# START OF Dataset rows

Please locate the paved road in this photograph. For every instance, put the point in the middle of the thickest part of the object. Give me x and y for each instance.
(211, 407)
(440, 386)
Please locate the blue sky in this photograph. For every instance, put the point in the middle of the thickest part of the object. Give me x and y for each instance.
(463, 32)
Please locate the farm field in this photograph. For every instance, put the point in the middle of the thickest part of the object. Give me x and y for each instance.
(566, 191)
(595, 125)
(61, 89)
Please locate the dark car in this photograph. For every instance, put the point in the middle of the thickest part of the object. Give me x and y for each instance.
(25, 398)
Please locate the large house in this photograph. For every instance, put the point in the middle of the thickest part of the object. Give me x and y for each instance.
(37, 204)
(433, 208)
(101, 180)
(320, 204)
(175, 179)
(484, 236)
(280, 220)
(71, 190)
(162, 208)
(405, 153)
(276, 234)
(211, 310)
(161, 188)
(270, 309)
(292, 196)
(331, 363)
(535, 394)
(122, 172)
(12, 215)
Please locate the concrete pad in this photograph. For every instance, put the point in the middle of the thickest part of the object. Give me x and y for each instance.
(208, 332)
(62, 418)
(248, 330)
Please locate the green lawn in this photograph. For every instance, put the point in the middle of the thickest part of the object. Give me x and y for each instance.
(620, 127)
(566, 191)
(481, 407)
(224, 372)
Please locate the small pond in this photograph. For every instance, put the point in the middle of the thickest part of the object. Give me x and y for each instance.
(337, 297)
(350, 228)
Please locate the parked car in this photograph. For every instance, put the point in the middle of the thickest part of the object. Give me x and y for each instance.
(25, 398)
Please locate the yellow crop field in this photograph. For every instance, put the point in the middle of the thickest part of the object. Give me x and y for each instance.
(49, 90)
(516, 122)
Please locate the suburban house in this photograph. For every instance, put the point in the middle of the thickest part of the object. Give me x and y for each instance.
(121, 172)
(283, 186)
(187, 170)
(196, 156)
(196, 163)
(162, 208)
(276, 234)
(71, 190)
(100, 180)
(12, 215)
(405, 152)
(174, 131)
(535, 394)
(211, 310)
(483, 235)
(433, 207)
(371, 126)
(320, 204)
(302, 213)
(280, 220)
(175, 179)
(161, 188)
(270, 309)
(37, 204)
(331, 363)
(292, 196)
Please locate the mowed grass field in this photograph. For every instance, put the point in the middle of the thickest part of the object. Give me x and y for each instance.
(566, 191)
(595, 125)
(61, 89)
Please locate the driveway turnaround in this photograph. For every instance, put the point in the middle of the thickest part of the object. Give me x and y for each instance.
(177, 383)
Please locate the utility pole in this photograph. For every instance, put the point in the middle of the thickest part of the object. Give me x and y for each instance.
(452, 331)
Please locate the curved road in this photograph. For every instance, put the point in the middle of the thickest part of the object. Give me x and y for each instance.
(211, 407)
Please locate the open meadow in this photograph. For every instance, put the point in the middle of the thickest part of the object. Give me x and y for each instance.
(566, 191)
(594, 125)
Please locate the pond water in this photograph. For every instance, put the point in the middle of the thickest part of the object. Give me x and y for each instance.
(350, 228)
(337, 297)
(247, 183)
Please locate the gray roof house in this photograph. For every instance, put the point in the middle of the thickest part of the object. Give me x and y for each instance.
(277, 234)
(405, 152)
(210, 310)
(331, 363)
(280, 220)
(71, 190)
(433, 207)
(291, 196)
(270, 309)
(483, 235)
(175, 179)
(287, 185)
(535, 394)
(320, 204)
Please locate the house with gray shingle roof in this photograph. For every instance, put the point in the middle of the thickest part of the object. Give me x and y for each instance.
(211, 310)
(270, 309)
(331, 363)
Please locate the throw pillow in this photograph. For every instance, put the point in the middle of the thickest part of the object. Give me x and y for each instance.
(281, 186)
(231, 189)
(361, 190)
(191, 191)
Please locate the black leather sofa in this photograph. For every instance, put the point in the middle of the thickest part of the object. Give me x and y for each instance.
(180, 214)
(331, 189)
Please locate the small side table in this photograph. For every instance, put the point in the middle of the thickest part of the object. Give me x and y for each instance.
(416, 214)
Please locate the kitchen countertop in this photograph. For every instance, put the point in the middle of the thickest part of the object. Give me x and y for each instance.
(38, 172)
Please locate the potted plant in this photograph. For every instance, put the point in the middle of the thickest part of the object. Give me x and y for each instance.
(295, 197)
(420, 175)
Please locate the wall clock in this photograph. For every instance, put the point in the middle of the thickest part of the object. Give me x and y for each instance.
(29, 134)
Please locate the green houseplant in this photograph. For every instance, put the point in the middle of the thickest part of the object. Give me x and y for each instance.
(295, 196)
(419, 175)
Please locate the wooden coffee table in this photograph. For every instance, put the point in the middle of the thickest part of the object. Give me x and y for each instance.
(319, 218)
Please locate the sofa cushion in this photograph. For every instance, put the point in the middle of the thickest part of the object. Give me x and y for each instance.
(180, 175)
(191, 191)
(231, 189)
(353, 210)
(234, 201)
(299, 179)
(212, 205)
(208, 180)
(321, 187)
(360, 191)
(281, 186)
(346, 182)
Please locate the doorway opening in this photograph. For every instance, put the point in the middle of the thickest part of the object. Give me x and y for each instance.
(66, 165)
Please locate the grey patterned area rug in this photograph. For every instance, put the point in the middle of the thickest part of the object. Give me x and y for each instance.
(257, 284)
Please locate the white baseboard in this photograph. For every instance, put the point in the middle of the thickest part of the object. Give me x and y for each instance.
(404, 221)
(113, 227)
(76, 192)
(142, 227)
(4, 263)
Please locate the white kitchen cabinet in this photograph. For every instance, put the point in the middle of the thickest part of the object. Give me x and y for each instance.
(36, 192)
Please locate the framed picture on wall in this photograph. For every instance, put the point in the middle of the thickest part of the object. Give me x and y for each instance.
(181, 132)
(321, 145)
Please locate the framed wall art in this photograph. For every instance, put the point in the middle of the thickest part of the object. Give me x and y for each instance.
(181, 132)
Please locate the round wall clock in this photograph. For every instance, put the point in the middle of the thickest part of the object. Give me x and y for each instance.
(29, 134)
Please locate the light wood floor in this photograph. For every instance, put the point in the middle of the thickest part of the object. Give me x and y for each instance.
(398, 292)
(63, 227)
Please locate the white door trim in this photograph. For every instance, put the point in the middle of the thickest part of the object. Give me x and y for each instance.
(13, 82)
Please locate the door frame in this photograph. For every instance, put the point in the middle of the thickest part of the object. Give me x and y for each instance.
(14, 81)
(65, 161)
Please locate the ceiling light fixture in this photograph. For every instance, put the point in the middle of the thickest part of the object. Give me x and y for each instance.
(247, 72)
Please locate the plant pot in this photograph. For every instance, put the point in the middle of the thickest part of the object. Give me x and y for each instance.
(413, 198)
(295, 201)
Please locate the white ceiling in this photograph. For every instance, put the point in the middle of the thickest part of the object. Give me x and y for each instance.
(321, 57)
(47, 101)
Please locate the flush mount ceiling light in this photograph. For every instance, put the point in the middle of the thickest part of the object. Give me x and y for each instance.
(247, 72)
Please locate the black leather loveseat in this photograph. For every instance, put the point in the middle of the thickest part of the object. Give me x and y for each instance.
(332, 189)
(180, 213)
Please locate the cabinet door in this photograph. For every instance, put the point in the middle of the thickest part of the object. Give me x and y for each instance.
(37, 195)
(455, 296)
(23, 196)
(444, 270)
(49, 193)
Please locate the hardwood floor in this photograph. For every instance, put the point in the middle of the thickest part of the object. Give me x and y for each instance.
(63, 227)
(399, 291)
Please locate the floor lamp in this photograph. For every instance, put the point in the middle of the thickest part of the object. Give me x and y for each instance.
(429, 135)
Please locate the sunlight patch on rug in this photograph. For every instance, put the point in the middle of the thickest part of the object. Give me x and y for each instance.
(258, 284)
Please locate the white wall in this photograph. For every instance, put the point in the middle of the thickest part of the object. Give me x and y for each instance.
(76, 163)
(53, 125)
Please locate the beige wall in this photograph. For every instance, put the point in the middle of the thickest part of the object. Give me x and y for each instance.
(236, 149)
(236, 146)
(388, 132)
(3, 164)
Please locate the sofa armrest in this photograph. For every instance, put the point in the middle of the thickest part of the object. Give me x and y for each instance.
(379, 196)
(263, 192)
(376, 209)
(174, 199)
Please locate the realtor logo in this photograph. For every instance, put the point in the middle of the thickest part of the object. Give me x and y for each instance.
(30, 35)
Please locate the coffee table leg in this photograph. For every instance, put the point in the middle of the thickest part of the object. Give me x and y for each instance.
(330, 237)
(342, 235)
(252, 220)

# END OF Dataset rows

Nothing but the lines from the one with "Please locate the cabinet" through the end of the data above should be repeated, each exactly as it stands.

Output for this exercise:
Please locate the cabinet door in this photograph. For every instance, put the point in the middle of the thickest part of the object. Give me x and y for each instance.
(37, 195)
(455, 296)
(23, 196)
(444, 270)
(49, 193)
Please locate the hardwood floor in this photograph. For every instance, put the point in the middle of the thickest part of the object. Give me x and y for each instance.
(63, 227)
(399, 291)
Please locate the floor lamp in this photograph. For every instance, put the point in the middle of the thickest part of the object. Give me x and y for each instance.
(429, 135)
Please locate the sunlight patch on rug in this photograph. For every instance, put the point in the middle of the thickest part of the object. Give me x and y for each instance.
(258, 284)
Please locate the white wall in this photograph. For every instance, put the point in the middle of the thickest part of the object. Give me x and y for each instance.
(76, 163)
(53, 125)
Please locate the beige wall in this photograph. For every instance, put the point in the middle of the thickest part of the object. Give me x and y for each instance.
(236, 149)
(236, 146)
(388, 132)
(3, 164)
Please locate the sofa armrest in this photograph. For every instance, put the point in the middle of the thickest part of the object. Give me x and y for each instance.
(379, 196)
(263, 192)
(376, 209)
(174, 199)
Please locate the realtor logo in this photograph. For every instance, put the point in the middle of the thickest part of the object. Give me x and y for each instance.
(30, 35)
Please locate the coffee table leg in this photograph. For every instance, put the point in the middle of the thickest part of the object. Give me x and y for each instance.
(330, 237)
(342, 235)
(252, 220)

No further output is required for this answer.